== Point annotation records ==
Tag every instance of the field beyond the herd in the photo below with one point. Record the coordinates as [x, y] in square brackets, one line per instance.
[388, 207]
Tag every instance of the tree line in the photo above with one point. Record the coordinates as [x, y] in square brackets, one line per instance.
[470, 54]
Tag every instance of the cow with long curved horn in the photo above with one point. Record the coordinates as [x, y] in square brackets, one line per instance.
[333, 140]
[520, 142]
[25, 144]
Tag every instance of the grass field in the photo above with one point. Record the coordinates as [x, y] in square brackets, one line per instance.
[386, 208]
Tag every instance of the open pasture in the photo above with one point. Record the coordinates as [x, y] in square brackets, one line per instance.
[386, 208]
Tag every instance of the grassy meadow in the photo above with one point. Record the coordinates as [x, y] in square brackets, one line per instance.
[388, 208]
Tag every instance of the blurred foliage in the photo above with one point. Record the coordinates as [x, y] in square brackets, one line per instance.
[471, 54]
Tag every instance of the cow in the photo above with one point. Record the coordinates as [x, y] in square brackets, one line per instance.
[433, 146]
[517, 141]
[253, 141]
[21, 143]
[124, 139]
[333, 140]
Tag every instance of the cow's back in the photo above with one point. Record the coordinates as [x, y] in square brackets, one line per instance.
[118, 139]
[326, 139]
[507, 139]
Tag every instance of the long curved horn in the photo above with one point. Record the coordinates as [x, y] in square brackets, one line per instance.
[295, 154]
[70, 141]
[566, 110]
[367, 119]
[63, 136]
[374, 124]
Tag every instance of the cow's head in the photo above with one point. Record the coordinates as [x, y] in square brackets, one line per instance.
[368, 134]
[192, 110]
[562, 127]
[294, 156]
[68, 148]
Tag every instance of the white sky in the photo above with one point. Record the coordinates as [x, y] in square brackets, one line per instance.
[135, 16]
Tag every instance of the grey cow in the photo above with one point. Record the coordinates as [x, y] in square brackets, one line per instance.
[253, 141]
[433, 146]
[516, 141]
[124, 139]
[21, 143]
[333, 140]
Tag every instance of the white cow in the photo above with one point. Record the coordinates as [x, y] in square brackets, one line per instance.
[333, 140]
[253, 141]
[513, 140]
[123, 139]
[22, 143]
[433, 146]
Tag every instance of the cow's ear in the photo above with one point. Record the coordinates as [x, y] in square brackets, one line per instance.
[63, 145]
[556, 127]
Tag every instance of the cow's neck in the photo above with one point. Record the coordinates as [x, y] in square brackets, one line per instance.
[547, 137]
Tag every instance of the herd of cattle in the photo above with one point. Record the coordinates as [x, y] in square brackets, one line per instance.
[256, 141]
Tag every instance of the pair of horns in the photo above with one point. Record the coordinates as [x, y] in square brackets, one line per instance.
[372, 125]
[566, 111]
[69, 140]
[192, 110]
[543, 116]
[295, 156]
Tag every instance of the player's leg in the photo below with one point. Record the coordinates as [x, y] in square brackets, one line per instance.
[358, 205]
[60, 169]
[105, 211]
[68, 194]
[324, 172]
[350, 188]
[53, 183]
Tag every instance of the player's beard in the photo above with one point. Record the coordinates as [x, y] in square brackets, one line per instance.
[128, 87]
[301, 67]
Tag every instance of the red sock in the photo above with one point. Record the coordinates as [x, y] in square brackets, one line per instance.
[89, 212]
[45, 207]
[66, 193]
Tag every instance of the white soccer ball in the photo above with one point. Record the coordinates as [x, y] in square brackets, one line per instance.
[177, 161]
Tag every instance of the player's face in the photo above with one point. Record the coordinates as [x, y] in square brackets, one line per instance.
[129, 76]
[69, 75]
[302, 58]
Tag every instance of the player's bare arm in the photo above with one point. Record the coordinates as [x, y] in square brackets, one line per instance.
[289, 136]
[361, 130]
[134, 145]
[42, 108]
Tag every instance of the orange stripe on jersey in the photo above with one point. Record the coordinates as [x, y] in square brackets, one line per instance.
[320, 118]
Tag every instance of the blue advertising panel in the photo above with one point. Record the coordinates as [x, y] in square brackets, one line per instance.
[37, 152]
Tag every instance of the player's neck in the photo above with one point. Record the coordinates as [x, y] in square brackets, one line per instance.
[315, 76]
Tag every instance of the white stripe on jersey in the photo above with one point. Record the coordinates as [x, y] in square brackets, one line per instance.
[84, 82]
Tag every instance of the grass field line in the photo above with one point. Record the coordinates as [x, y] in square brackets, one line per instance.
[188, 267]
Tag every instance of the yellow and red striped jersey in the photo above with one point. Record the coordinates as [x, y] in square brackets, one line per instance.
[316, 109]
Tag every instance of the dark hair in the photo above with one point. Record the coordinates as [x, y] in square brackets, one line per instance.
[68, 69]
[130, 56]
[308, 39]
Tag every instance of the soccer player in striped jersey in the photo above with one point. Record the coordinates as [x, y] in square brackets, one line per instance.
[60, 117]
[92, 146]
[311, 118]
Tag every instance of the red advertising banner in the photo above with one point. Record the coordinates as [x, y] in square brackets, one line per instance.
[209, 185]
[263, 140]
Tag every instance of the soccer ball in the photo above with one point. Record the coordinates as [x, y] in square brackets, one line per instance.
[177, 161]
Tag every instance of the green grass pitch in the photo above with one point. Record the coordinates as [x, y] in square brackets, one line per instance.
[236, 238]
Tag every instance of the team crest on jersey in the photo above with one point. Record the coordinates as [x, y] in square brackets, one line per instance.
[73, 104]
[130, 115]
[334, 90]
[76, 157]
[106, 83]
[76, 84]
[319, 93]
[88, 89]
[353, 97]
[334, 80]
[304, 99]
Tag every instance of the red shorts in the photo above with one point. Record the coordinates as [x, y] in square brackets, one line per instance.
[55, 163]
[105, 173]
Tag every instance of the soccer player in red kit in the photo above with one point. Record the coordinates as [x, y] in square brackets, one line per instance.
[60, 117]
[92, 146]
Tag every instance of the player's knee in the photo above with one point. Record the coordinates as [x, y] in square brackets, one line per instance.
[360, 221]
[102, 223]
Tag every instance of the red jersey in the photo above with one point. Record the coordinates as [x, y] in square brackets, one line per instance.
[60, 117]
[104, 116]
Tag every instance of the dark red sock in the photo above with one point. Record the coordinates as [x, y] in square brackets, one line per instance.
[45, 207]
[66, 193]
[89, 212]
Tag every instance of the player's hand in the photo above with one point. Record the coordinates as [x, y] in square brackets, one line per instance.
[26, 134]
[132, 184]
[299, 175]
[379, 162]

== WORK TO DO ==
Give back each line above precisely as it stands.

== RESULT OF THE EXERCISE ==
Tag every instance of the field beyond the herd in the photo below with one point. Record the coordinates as [x, y] in square brackets, one line per instance.
[388, 207]
Tag every instance of the tree line in the photo above with one point. Record the coordinates as [x, y] in square brackets, one line per instance.
[470, 54]
Tag every instance of the cow with long curved horn in the photo above with one point. Record the coordinates as [x, y] in square brackets, one line per instance.
[333, 140]
[520, 142]
[25, 144]
Tag every instance of the grass field in the photo above with one point. Record the coordinates as [x, y] in square brackets, one line per instance.
[386, 208]
Tag every instance of the open pasture in the photo above with one point. Record the coordinates as [x, y] in square brackets, one line per instance.
[386, 208]
Tag every instance of the grassy meadow in the photo above with one point. Record the coordinates as [x, y] in square brackets, one line per instance.
[388, 208]
Tag every instance of the blurred foliage in the photo above with one point. Record the coordinates as [x, y] in square brackets, one line per instance.
[471, 54]
Tag every instance of the cow in the photo above with one point. Record the coordinates as [x, y] in square brackets, one line per instance.
[433, 146]
[517, 141]
[253, 141]
[21, 143]
[124, 139]
[333, 140]
Tag every instance of the cow's back in the photo above with one point. Record the coordinates as [x, y] in square brackets, one line per instance.
[118, 139]
[326, 139]
[507, 139]
Tag every instance of the long curved horn in the photo above with one point. Record the coordinates as [x, y] in square brackets, one line per instance.
[295, 154]
[70, 141]
[566, 110]
[367, 119]
[63, 136]
[374, 124]
Tag every instance of the cow's head in the photo above with one point. Record the coordinates as [x, y] in square brackets, one line per instance.
[368, 134]
[192, 110]
[562, 127]
[294, 156]
[68, 148]
Tag every instance of the white sky in the photo above with one point. Record the coordinates as [x, y] in square brackets, one line per instance.
[135, 16]
Tag every instance of the grey cow in the photo above with one point. Record the coordinates as [x, y] in square brackets, one line per instance.
[253, 141]
[433, 146]
[516, 141]
[124, 139]
[21, 143]
[333, 140]
Tag every instance of the white cow in the photo above with one point. Record the coordinates as [x, y] in square brackets, one line per instance.
[333, 140]
[253, 141]
[513, 140]
[123, 139]
[22, 143]
[433, 146]
Tag every instance of the cow's ear in the photo above with one point. Record the coordinates as [x, y] in square brackets, one line per instance.
[63, 145]
[556, 127]
Tag every instance of the cow's neck in the photo above with one point. Record the coordinates as [x, y] in square brackets, one line per instance.
[547, 137]
Tag every instance of the herd of cattle in the photo above with one point. Record the coordinates as [x, y] in square brackets, one line per instance.
[256, 141]
Tag every instance of the pair of horns in the photo above with one point. Record the coordinates as [x, y] in square brackets, one line per instance.
[372, 125]
[566, 111]
[69, 140]
[192, 110]
[543, 116]
[295, 156]
Tag every instance of the player's leg in the photo below with one point. Record the coordinates as [x, y] in square brackets, one line per instance.
[358, 205]
[60, 169]
[105, 211]
[68, 194]
[324, 172]
[350, 188]
[53, 183]
Tag every instance of the player's beard in the photo above with one point. Record the coordinates as [x, y] in square brackets, one line per instance.
[128, 87]
[301, 67]
Tag every instance of the red sock in the photo above with one point. Record the coordinates as [x, y] in square brackets, one line per instance.
[89, 212]
[45, 207]
[66, 193]
Tag every instance of the white soccer ball in the photo above with one point. Record the coordinates as [x, y] in square brackets, one line per instance.
[177, 161]
Tag every instance of the player's face in the photo above with one point. Record the coordinates as [x, y] in square brackets, one line per instance.
[129, 76]
[69, 75]
[302, 58]
Tag every instance of the player's bare arm in the photo above with one point. Record the coordinates as [x, y] in square brackets, one line per instance.
[289, 136]
[361, 130]
[134, 145]
[42, 108]
Tag every instance of the orange stripe on jersey in the photo above with one point. Record the coordinates as [x, y] in square brackets, one line per instance.
[320, 118]
Tag every instance of the blue advertising panel in the photo above with one point. Record the coordinates as [x, y] in square brackets, one line per instance.
[37, 152]
Tag every instance of the player's neck in the photo above with one point. Record the coordinates as [x, y] in square brackets, one line per instance.
[315, 76]
Tag every instance of the white stripe on jersey in the photo above with one point. Record the coordinates as [x, y] in square brackets, one line per instance.
[84, 82]
Tag every instance of the grass field line in the photo above with one point. Record the coordinates as [x, y] in square brackets, one line per instance.
[188, 267]
Tag every instance of the yellow and red striped jersey in the photo above with one point. Record the coordinates as [x, y] in square brackets, one line per instance.
[316, 109]
Tag every instance of the dark hair in the photo above with one point. Record the coordinates as [x, y] in square brackets, one line per instance.
[68, 69]
[130, 56]
[308, 39]
Tag every instance of the soccer player in striped jersey in the photo above with one point. Record the coordinates as [x, y] in square brackets, one line per instance.
[60, 117]
[92, 146]
[311, 118]
Tag every instance of the red advertising banner in the photo above with one point. Record the coordinates as [x, y] in square brackets, one line per instance.
[209, 185]
[263, 140]
Tag every instance of the soccer ball in the photo above with one point. Record the coordinates as [x, y] in square brackets, one line per instance.
[177, 161]
Tag every instance of the green grass pitch in the photo above with one point. Record the coordinates as [x, y] in square brackets, one line per instance.
[236, 238]
Tag every instance of the team crest on jersey in the photo above with one point. Record the coordinates as [x, y] in square brackets, one line per instance.
[73, 104]
[130, 115]
[334, 90]
[76, 157]
[106, 83]
[76, 84]
[319, 93]
[88, 89]
[353, 97]
[334, 80]
[304, 99]
Tag every instance of the red shorts in the photo above with one point. Record the coordinates as [x, y] in square brackets, one line per instance.
[55, 163]
[105, 173]
Tag every instance of the soccer player in red kit in the photo above with one point. Record the coordinates as [x, y] in square brackets, one line per instance.
[60, 117]
[92, 146]
Tag every instance of the player's knee in the photo above with one point. Record the coordinates as [x, y] in square brackets, one line per instance.
[360, 221]
[102, 223]
Tag every instance of the red jersey in the photo above with one point. Record the coordinates as [x, y] in square brackets, one line per instance.
[60, 117]
[104, 116]
Tag every instance of the dark red sock in the photo above with one point. Record the coordinates as [x, y] in square brackets, one line per instance.
[45, 207]
[66, 193]
[89, 212]
Tag every instance of the player's hand in the photo above with one point. Record the coordinates as [x, y] in square brackets, one line per instance.
[26, 134]
[132, 184]
[299, 175]
[379, 162]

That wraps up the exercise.